Dataset records:
>> Start

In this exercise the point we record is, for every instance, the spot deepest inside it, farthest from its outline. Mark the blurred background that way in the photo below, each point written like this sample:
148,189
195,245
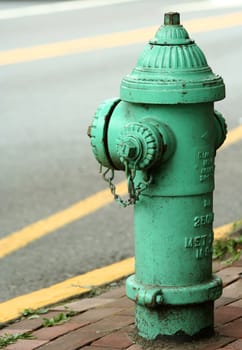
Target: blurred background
57,64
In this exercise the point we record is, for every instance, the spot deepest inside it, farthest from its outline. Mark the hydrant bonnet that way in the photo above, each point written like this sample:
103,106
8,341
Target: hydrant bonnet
172,69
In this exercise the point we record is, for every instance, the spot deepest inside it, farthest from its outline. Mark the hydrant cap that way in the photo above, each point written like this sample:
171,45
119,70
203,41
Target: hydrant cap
172,69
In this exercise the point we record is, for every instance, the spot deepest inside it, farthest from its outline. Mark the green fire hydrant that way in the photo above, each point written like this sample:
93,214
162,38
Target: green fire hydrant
164,132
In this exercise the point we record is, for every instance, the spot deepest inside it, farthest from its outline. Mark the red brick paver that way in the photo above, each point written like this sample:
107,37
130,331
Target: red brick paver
119,340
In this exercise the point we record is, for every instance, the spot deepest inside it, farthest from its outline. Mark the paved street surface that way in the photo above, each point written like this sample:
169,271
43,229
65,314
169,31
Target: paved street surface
46,106
106,322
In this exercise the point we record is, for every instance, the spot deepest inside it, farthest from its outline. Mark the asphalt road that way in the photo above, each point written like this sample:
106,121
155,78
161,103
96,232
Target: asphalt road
46,160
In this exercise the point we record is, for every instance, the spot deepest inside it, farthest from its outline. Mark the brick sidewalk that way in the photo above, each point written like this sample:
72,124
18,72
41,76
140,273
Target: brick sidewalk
106,322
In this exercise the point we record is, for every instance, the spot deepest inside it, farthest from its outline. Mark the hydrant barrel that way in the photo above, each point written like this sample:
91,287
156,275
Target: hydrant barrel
164,133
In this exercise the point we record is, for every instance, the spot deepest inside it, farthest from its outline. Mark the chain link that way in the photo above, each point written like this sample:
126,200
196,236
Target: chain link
134,192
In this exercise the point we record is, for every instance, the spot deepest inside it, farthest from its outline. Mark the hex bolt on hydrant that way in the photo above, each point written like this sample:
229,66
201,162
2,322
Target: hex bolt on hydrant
164,132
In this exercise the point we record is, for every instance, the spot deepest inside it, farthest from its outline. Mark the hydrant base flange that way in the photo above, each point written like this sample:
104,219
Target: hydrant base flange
179,323
151,295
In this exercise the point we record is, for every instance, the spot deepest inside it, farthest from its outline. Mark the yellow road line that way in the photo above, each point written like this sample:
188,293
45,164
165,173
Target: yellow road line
77,211
69,47
43,227
74,287
233,136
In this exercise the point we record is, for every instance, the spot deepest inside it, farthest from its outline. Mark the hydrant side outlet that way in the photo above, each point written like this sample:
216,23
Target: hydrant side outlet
164,133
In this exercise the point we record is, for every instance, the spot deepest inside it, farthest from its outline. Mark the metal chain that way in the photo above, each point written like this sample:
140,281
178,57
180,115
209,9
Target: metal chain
134,192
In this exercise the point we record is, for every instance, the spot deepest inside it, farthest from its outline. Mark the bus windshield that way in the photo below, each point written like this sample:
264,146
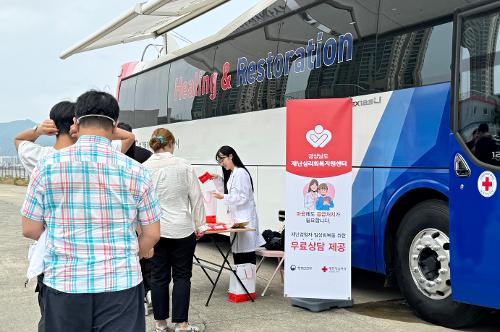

>> End

§ **What is asked**:
Rewrite everything from the line containing "Mark the metal" down to the end of the records, swapping "metal chain" for "iron chain" and keeping all else the same. Leave the pictures out of your answer.

§ **Full solution**:
In this exercise the point we record is, for every instance, the spot deepest inside it, farthest from its outline. Mark the iron chain that way in the photo above, each point written like this sample:
140,281
178,57
180,115
209,9
Target: iron chain
134,192
In this exercise the point we record is, for every instance, the spot deepest inside it, farthest from its outline. Mark the bus windshield that way in the photo below, each point written like this sample:
264,146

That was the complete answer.